** start of DATA EXCERPTS **
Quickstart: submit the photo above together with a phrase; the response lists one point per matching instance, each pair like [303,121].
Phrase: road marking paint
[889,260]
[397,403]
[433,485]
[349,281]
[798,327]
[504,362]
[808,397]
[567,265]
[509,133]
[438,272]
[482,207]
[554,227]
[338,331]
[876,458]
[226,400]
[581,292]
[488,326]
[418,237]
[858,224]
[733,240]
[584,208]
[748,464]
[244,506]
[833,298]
** end of DATA EXCERPTS **
_EXERCISE AIM:_ Pull every line from the listing above and reproduce each one unchanged.

_THE COMPLETED TASK:_
Quickstart: submit the photo above together with a phrase; the response lists one point per matching instance, each pair like [303,121].
Phrase: road marking paint
[889,260]
[397,403]
[433,485]
[349,281]
[798,327]
[504,362]
[808,397]
[567,265]
[509,133]
[438,272]
[482,207]
[554,227]
[338,331]
[876,458]
[226,400]
[581,292]
[488,326]
[418,237]
[858,224]
[733,240]
[584,208]
[748,464]
[244,506]
[833,298]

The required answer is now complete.